■ **ACTIVITY**
Would you output the lines from the one containing "Where can the scuba" through the final line of the entries, exactly and with pictures omitted?

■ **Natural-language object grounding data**

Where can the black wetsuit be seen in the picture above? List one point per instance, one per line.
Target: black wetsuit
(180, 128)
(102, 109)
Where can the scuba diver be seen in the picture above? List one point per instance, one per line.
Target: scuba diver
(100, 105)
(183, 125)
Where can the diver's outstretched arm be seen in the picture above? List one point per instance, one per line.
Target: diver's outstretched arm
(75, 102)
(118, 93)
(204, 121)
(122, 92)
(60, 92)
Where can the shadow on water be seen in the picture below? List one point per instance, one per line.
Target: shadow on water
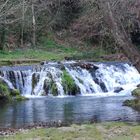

■ **WRITTEN RESPONSE**
Where can the scuba diver be seen in the picture above? List one point per instance, one per line.
Target: scuba diver
(100, 105)
(183, 125)
Where can the diver's outstretched arm be seen in the picture above? List one point per instance, one per line.
Target: diver's outstretched arm
(75, 102)
(118, 93)
(204, 121)
(122, 92)
(60, 92)
Where can the shadow on water be seen in the picture below? List one point per instance, one per line.
Target: shadow on water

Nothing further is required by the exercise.